Data excerpts.
···

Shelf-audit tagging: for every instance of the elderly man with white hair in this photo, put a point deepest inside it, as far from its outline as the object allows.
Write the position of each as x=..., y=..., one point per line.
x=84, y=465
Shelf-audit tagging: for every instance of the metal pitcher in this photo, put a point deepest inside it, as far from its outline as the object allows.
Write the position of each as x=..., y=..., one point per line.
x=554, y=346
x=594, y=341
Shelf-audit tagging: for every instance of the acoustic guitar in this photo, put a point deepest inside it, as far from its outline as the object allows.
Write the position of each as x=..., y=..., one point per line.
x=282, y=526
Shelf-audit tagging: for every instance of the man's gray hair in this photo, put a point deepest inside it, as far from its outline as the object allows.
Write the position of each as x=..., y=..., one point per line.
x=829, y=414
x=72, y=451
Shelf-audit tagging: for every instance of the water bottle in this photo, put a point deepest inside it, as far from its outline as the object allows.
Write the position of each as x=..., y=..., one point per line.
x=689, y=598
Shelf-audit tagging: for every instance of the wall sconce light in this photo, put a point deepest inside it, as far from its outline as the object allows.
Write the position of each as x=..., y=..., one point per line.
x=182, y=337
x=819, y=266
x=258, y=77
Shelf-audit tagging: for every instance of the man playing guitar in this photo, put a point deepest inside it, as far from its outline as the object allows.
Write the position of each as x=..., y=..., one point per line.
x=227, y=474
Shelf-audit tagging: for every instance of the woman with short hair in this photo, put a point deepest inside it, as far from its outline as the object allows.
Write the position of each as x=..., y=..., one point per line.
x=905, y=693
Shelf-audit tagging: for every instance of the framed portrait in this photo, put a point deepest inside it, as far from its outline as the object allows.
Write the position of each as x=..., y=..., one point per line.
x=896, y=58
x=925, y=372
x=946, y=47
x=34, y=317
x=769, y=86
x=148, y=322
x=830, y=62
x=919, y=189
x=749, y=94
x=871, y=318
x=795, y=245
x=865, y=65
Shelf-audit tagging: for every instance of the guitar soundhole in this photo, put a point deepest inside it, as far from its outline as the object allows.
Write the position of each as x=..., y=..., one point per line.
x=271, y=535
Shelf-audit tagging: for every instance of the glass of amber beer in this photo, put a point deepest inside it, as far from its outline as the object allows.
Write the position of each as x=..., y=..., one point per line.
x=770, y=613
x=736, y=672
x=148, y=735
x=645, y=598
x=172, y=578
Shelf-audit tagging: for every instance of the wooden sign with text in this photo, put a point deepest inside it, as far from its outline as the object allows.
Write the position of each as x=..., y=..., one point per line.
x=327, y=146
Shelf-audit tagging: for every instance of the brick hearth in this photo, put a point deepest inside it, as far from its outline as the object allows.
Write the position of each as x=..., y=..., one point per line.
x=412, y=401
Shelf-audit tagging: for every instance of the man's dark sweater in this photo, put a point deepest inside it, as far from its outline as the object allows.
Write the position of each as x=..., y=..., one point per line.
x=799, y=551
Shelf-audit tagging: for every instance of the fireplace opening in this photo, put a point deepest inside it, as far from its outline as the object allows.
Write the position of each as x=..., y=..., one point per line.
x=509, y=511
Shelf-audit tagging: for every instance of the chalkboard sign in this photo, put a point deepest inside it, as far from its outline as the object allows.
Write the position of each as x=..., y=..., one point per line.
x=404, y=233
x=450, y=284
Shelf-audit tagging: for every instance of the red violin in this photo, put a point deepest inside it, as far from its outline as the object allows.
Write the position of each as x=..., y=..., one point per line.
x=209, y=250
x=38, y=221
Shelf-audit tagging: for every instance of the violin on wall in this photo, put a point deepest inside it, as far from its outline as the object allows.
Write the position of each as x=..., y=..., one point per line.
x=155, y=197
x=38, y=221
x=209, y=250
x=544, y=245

···

What to do.
Please write out exactly the lines from the start of the data through the line that contains "Shelf-audit tagging: for every instance of the water", both ends included, and nothing else.

Final answer.
Shelf-audit tagging: for every instance of the elderly man with white hair in this photo, put a point deepest inside it, as far from its outline as the object allows.
Write the position of each as x=..., y=..., one point per line.
x=84, y=465
Shelf-audit tagging: for every instance of the metal pitcher in this photo, put a point deepest inside it, as far from its outline as the object allows.
Write the position of each as x=..., y=..., one point per line.
x=554, y=346
x=594, y=341
Shelf-audit tagging: for every instance of the acoustic guitar in this photo, put a point deepest inside it, as far from its outline as the object allows.
Write the position of each as x=..., y=..., one point per line.
x=282, y=526
Shelf-audit tagging: for every instance of the man's gray hair in this photo, put a point deepest inside it, as far from its outline as the object allows.
Write the position of each as x=..., y=..., one point per line.
x=829, y=414
x=72, y=451
Shelf-audit tagging: for every instance of the water bottle in this photo, put a point deepest inside it, as far from its outline as the object allows.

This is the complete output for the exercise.